▶ [Exercise prompt]: Rewrite every line of the items below, swapping "kindly identify" for "please locate" and changing nothing else.

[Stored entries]
§ §

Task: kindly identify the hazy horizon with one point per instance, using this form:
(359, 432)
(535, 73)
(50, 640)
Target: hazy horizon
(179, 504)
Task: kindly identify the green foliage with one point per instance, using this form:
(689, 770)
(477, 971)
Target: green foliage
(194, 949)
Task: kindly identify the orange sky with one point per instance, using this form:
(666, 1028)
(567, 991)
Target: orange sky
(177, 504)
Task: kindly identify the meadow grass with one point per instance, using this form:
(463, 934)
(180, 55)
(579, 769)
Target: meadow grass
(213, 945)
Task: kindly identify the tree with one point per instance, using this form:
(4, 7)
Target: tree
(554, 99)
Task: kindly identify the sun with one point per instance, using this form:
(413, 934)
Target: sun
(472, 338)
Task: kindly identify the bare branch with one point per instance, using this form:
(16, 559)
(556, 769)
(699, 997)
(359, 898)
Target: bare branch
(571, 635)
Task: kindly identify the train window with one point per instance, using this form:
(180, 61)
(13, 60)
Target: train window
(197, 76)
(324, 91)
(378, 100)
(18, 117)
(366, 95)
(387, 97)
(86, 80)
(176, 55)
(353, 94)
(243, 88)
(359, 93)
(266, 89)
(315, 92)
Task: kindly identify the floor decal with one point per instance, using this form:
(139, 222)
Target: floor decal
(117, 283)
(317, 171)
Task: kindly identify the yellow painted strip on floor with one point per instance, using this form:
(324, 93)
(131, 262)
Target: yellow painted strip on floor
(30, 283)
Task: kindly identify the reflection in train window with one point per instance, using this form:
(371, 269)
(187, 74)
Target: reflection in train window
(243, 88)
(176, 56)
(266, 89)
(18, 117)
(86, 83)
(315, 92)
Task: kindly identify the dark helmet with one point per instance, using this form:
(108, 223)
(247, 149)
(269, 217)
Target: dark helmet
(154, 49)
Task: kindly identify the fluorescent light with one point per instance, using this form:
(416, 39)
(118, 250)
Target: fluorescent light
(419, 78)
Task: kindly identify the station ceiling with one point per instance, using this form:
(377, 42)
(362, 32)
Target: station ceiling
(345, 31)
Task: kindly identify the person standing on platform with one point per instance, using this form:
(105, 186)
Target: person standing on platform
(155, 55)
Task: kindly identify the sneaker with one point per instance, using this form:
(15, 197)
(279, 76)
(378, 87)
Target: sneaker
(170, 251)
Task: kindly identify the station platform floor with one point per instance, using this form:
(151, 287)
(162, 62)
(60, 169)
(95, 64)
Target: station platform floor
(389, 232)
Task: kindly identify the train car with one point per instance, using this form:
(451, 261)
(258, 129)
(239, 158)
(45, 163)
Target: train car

§ §

▶ [Correct response]:
Task: please locate the hazy horizon with one point per instance, using this form:
(359, 432)
(535, 73)
(50, 640)
Target: hazy horizon
(179, 504)
Task: please locate the green foliage with one point per instance, using this form:
(689, 770)
(477, 971)
Target: green foliage
(194, 949)
Task: please locate the orange sky with one point per instance, using this form:
(666, 1028)
(567, 991)
Target: orange sky
(177, 504)
Task: please locate the meadow grass with one point per instance, using this form:
(463, 934)
(180, 55)
(579, 769)
Target: meadow grass
(213, 945)
Task: please locate the tree with one point per instance, using this form:
(4, 7)
Target: tree
(554, 99)
Task: please locate the sun with one point per instance, using this form:
(413, 934)
Target: sun
(472, 338)
Task: please locate the bare branch with one point per instance, using this form:
(16, 559)
(556, 769)
(699, 997)
(359, 898)
Target: bare branch
(571, 635)
Task: please locate the train window with one point per instance, using this form:
(180, 61)
(13, 60)
Target: train window
(197, 76)
(324, 91)
(378, 100)
(18, 117)
(366, 95)
(387, 97)
(86, 80)
(176, 55)
(353, 94)
(243, 88)
(359, 93)
(266, 89)
(315, 92)
Task: please locate the floor decal with one point per instance, using this form:
(139, 222)
Target: floor decal
(117, 283)
(317, 171)
Task: please locate the yellow painted strip on floor with one point per instance, using this form:
(324, 93)
(131, 262)
Target: yellow painted strip on floor
(30, 283)
Task: please locate the reflection in train window with one point per instance, using this form:
(371, 269)
(187, 74)
Target: reflection in train window
(243, 88)
(176, 56)
(266, 89)
(18, 117)
(86, 83)
(315, 92)
Task: please locate the dark helmet with one point per instance, using this form:
(108, 223)
(247, 149)
(269, 217)
Target: dark helmet
(154, 49)
Task: please locate the fluorescent light with one point per instance, using this form:
(416, 39)
(118, 250)
Target: fluorescent light
(419, 78)
Task: please locate the station ceiling with one point per instance, using this form:
(377, 42)
(362, 32)
Target: station ceiling
(345, 31)
Task: please locate the person standing on platform with one point per instance, using this form:
(105, 186)
Target: person standing on platform
(155, 55)
Task: please locate the sneaker with one point per instance, using this form:
(15, 197)
(279, 76)
(378, 87)
Target: sneaker
(170, 251)
Task: please locate the station platform floor with one point per instance, using this form:
(151, 287)
(162, 62)
(60, 169)
(95, 64)
Target: station platform floor
(389, 232)
Task: please locate the train car with one point per instance, using this form:
(451, 261)
(258, 129)
(239, 158)
(45, 163)
Target: train car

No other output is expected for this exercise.